* _About this exercise_
The required output is the exact run of lines below that opens at the line with "Target: man's hand" and closes at the line with "Place one marker on each instance of the green".

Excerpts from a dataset
● ● ●

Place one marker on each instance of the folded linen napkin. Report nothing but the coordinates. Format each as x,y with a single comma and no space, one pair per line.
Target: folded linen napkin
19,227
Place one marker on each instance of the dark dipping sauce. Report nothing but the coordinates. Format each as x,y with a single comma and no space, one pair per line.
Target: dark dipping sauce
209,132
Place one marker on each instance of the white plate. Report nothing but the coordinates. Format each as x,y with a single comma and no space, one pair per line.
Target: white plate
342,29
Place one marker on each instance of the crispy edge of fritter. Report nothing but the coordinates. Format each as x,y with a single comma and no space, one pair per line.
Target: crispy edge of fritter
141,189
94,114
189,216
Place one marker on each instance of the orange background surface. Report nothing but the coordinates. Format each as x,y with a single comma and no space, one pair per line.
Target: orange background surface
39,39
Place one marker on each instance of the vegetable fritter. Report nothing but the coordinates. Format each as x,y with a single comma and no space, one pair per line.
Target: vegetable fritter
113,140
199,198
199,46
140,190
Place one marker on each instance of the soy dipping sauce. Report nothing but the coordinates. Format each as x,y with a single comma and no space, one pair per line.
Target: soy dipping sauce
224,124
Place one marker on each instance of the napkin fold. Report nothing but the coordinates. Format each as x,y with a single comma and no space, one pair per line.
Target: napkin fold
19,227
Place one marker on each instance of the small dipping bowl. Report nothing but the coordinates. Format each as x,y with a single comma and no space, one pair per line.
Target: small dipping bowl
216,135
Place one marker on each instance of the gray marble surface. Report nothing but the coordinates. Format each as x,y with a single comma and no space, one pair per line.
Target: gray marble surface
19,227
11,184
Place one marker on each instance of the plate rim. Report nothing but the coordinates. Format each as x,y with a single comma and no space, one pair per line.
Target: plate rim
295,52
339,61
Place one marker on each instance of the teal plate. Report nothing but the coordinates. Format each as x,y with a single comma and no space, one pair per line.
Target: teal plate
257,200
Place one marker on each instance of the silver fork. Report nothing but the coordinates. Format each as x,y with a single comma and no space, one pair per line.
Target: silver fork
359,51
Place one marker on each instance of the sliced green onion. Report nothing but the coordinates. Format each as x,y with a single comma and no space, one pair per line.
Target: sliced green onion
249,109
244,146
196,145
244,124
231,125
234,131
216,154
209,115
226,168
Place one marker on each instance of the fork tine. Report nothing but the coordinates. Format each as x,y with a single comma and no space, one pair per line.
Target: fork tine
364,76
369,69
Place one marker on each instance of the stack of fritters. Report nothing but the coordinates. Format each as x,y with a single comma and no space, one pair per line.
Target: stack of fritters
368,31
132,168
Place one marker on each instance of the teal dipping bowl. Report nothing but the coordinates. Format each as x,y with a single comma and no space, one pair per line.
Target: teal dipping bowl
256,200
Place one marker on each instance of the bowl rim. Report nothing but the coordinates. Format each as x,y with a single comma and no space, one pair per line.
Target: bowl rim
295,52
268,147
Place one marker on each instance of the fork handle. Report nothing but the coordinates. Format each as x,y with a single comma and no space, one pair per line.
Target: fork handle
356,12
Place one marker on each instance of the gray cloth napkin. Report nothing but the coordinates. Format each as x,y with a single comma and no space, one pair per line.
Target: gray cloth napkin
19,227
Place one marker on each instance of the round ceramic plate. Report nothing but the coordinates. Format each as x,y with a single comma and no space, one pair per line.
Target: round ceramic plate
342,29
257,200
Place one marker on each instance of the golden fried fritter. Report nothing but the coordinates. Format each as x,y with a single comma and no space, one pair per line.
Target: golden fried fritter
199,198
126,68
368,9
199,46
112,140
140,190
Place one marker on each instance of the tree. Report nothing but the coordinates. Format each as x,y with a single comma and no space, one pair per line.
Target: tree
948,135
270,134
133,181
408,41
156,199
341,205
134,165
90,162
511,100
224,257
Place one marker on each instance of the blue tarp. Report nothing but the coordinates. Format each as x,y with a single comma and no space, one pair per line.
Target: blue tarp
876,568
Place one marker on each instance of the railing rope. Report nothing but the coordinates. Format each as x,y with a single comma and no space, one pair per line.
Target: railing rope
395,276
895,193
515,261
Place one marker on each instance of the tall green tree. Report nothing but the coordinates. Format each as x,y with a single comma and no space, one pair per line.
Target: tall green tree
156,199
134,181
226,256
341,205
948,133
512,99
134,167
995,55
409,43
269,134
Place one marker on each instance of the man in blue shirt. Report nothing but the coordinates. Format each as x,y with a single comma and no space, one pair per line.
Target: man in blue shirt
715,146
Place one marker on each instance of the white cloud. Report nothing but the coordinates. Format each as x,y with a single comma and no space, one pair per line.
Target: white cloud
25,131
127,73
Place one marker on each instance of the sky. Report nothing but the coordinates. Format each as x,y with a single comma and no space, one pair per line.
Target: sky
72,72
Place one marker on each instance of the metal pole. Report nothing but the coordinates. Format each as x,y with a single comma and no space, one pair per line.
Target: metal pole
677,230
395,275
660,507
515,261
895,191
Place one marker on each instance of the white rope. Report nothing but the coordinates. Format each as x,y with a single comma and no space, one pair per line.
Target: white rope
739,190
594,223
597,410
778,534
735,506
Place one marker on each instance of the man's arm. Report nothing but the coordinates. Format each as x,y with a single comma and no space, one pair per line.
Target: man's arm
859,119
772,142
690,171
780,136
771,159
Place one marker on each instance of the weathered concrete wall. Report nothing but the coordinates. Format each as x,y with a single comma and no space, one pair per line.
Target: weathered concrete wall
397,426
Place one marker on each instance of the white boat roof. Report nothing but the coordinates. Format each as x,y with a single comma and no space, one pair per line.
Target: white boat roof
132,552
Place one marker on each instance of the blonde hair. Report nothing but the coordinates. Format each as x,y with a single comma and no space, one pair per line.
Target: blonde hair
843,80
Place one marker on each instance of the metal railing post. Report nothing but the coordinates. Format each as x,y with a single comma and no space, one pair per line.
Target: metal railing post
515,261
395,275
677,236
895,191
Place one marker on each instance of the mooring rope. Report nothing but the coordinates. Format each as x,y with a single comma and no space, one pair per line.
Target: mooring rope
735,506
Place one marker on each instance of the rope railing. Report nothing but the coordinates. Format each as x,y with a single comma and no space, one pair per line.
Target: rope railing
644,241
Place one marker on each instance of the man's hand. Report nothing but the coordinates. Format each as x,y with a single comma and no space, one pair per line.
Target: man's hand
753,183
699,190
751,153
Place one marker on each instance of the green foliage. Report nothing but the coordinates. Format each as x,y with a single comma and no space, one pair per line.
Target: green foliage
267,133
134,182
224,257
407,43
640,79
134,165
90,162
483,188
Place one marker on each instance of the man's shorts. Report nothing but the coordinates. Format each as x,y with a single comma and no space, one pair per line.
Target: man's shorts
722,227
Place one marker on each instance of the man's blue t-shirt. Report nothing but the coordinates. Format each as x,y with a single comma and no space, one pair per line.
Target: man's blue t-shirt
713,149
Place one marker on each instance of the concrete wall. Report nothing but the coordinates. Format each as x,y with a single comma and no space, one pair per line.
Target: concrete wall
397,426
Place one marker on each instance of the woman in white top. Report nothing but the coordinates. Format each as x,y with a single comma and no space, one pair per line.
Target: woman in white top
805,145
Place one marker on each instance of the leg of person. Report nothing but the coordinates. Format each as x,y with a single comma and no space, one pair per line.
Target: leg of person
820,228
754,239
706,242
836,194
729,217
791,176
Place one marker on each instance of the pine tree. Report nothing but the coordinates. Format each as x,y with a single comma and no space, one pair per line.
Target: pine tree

● ● ●

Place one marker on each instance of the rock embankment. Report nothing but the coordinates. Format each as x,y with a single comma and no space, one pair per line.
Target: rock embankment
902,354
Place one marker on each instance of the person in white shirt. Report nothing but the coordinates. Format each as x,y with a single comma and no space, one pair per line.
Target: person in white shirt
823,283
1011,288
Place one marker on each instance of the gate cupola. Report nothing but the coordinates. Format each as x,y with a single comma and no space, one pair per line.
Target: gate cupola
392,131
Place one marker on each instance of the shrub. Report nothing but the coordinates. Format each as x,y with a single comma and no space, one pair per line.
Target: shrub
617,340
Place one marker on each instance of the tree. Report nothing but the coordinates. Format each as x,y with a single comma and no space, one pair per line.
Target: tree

● ● ●

* _Answer below_
Target: man's hand
753,183
699,190
751,153
Place one marker on each instance of the green foliage. Report nothing but the coordinates. Format each as x,y with a single comma and no space, one pair per line.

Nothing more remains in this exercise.